**Document excerpt**
- Flag of Honduras
- WA code: HON

in Budapest, Hungary 19 August 2023 – 27 August 2023
- Competitors: 1 (1 man and 0 women)
- Medals: Gold 0 Silver 0 Bronze 0 Total 0

World Athletics Championships appearances
- 1983; 1987; 1991; 1993; 1995; 1997; 1999; 2001; 2003; 2005; 2007; 2009; 2011; 2013; 2015; 2017; 2019; 2022; 2023; 2025;

= Honduras at the 2023 World Athletics Championships =

Honduras competed at the 2023 World Athletics Championships in Budapest, Hungary, which were held from 19 to 27 August 2023. The athlete delegation of the country was composed of one competitor, hurdler Melique Garcia who would compete in the men's 100 metres. He qualified upon being selected by the Honduran National Athletics Federation. In the preliminaries, he placed fourth and failed to advance to the heats.

==Background==
The 2023 World Athletics Championships in Budapest, Hungary, were held from 19 to 27 August 2023. The Championships were held at the National Athletics Centre. To qualify for the World Championships, athletes had to reach an entry standard (e.g. time or distance), place in a specific position at select competitions, be a wild card entry, or qualify through their World Athletics Ranking at the end of the qualification period.

**Exercise instructions**
A – In the passage on Honduras at the 2023 World Athletics Championships, at which venue were the Championships held?
B – Using the passage on Honduras at the 2023 World Athletics Championships, explain how Melique Garcia qualified to compete.
C – Carry on the passage on Honduras at the 2023 World Athletics Championships, starting after its last sentence.

**Data lines**
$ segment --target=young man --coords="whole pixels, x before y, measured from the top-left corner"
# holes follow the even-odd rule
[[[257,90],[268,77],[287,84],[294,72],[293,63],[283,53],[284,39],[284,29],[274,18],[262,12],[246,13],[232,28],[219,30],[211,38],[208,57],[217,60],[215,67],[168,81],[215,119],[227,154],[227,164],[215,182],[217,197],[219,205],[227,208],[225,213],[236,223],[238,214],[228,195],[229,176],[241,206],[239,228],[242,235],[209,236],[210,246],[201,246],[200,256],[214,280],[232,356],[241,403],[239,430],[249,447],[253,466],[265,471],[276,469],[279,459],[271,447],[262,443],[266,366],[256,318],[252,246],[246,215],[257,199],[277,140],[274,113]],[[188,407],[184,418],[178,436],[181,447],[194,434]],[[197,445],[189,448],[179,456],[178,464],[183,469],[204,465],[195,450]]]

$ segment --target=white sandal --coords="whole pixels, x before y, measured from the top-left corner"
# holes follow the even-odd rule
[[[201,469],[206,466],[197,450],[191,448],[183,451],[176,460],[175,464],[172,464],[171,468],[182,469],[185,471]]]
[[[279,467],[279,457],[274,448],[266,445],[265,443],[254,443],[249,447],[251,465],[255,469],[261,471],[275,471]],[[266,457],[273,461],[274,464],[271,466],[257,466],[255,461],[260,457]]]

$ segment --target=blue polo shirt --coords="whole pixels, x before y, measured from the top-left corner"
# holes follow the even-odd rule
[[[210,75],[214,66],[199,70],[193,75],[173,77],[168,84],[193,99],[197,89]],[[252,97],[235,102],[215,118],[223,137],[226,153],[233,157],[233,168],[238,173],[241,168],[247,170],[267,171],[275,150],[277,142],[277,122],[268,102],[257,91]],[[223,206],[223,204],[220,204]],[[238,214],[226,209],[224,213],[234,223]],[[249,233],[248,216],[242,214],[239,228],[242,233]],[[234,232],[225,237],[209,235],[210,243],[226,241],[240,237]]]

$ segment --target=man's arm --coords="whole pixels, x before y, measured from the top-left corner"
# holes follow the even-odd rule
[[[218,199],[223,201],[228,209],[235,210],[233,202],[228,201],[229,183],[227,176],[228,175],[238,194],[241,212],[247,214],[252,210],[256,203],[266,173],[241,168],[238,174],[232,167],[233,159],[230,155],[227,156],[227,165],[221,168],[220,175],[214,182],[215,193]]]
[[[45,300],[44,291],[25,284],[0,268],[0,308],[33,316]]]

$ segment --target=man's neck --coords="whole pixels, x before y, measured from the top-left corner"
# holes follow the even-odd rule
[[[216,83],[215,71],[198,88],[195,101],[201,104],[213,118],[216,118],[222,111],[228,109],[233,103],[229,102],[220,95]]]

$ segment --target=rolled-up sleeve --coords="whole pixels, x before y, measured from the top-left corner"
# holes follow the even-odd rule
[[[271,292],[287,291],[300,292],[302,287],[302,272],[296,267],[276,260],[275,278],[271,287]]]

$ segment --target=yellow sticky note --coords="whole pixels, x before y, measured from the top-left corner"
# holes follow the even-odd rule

**Expected outputs**
A – The National Athletics Centre in Budapest, Hungary.

B – Melique Garcia qualified because the Honduran National Athletics Federation selected him.

C –
As the Honduras did not meet any of the four standards, they could send either one male or one female athlete in one event of the Championships who has not yet qualified. The Honduran National Athletics Federation selected sprinter Melique Garcia who held a personal best of 10.50 seconds in the 100 metres prior to the Championships. This was Garcia's third consecutive appearance for Honduras at the World Athletics Championships, competing previously in 2022 and 2019. Outside of competitive sport, Garcia works as a football coach and IT analyst.
==Results==

=== Men ===
Garcia competed in the preliminaries of the men's 100 metres on 19 August against seven other athletes in the third heat. There, he recorded a time of 10.96 seconds and placed fourth, failing to advance to the first round.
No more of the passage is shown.